DATA PROVIDED:
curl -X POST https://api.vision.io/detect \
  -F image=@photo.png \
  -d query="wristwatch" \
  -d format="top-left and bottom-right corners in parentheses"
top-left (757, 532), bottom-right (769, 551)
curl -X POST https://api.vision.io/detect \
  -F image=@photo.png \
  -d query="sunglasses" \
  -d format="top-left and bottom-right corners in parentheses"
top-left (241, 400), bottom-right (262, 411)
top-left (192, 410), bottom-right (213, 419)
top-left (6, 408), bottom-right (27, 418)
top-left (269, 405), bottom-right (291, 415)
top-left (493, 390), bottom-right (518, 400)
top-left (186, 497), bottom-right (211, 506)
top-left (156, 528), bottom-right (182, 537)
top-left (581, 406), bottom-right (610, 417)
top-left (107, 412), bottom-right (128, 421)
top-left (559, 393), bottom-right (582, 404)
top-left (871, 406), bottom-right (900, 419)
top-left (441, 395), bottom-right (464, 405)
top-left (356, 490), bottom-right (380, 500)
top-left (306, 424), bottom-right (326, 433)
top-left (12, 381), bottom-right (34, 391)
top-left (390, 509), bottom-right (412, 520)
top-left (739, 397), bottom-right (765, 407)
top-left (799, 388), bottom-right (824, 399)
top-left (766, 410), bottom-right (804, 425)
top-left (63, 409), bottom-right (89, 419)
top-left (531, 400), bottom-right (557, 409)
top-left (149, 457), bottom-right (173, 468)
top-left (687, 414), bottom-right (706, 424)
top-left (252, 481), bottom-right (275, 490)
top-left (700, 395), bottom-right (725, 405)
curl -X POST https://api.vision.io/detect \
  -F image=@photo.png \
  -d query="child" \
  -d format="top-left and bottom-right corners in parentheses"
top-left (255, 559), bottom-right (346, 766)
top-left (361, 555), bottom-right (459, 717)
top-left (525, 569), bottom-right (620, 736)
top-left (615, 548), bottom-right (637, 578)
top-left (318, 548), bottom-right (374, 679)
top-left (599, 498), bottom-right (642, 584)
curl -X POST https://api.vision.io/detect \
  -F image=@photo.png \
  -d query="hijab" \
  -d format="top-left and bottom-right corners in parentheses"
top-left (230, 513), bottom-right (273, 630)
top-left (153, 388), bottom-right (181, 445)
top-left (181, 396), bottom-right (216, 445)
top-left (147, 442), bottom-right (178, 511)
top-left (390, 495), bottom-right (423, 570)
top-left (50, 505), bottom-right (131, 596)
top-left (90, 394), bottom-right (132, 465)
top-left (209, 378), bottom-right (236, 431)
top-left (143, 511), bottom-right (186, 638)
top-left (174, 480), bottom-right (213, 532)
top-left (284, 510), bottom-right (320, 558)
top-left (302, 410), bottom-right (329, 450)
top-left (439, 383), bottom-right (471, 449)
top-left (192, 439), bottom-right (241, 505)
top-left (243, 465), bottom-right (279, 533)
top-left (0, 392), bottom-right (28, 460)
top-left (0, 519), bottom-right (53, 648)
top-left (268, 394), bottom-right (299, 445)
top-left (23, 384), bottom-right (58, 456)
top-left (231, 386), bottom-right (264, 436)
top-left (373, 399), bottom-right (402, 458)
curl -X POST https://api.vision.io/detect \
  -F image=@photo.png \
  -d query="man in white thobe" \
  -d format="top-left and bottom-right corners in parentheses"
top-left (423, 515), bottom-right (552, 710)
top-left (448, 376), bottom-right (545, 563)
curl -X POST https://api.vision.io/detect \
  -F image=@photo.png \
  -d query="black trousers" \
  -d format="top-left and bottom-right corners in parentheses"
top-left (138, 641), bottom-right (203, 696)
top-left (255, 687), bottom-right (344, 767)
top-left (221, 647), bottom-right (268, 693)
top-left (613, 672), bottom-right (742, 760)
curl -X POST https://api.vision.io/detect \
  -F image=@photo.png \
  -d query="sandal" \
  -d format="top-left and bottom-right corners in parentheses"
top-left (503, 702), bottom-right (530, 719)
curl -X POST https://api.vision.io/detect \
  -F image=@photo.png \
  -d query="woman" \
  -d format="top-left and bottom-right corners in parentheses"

==

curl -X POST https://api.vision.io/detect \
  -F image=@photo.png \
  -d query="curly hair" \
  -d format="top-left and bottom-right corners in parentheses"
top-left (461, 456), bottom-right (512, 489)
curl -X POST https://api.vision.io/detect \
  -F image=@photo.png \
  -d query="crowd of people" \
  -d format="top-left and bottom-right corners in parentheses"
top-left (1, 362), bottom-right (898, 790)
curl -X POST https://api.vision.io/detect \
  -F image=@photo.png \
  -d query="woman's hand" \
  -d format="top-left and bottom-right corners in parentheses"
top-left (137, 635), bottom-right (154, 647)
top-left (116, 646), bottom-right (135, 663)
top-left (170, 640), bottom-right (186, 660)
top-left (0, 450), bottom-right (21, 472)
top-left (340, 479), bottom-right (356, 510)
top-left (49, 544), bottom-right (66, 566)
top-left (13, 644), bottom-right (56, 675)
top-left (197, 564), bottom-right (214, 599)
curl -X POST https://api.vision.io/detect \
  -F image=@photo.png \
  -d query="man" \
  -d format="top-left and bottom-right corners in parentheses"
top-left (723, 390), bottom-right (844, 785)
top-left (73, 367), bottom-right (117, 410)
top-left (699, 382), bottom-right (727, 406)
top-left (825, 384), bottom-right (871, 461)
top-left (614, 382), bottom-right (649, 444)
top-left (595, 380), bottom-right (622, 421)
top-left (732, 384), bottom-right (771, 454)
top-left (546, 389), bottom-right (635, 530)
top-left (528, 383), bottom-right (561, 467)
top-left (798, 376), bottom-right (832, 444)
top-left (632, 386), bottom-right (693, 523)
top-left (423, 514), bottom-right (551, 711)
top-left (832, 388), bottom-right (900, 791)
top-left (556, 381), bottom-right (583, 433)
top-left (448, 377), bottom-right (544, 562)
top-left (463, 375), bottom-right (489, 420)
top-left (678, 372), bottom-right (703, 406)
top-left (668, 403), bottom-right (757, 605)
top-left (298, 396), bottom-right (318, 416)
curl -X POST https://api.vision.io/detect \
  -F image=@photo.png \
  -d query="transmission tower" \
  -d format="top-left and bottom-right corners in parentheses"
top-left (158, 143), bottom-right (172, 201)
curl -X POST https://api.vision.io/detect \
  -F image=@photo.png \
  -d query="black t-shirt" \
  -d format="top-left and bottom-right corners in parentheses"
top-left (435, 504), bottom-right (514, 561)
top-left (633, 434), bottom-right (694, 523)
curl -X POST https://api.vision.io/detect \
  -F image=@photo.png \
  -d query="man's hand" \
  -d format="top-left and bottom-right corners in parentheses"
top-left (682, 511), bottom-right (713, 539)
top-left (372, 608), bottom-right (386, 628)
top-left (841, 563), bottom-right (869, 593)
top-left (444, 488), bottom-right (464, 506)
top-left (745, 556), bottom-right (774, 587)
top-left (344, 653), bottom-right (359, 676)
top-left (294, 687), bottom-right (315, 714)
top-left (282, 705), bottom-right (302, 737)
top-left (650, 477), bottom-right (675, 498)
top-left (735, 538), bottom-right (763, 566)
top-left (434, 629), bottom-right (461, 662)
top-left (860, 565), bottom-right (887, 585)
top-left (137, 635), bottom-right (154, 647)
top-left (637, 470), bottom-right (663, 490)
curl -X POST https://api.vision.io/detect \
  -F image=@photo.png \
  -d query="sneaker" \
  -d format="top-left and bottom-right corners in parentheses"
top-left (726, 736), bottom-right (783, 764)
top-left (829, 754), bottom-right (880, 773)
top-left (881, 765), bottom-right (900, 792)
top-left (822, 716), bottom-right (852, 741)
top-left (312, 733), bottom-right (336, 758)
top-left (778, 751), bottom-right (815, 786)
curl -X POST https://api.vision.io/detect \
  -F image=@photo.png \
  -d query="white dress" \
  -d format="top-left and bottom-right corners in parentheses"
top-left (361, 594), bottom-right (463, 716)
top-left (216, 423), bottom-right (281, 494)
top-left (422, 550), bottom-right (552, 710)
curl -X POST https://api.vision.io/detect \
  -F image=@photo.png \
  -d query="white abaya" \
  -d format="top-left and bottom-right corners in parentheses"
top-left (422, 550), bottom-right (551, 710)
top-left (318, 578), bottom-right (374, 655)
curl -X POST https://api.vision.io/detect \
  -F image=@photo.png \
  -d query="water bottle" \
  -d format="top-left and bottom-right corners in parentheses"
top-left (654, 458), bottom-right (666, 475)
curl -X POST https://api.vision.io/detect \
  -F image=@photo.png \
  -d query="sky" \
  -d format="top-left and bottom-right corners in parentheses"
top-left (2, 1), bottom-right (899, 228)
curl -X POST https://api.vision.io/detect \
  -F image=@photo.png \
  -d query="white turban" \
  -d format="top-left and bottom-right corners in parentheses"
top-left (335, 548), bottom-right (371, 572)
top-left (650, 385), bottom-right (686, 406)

--

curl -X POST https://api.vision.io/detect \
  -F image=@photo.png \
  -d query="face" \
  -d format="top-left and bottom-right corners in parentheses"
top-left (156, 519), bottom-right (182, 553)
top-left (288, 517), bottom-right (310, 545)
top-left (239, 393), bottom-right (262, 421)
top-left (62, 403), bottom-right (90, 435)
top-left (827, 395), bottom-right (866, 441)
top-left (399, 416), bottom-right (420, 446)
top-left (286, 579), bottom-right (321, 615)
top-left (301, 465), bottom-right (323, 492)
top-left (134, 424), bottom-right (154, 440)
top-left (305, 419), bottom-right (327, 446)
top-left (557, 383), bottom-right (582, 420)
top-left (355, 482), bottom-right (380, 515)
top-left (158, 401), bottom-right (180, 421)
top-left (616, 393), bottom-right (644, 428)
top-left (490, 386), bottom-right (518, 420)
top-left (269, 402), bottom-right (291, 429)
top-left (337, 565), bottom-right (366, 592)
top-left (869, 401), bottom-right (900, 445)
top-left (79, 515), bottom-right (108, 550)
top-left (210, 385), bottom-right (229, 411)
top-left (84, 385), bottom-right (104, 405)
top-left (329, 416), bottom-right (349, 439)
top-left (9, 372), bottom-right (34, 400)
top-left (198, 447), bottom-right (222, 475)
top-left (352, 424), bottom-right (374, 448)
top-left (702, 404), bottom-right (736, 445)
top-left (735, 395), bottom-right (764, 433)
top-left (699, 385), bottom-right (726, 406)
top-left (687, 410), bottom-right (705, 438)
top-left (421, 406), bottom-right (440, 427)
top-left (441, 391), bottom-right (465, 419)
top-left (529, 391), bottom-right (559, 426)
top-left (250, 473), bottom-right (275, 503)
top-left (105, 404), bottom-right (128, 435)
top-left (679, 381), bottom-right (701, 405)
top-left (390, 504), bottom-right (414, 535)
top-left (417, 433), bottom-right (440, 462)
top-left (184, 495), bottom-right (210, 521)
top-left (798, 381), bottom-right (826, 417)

WHAT IS EXPECTED: Across the material above, how many lines include the string "black"? Only the number is wanted.

ANSWER BOX: 2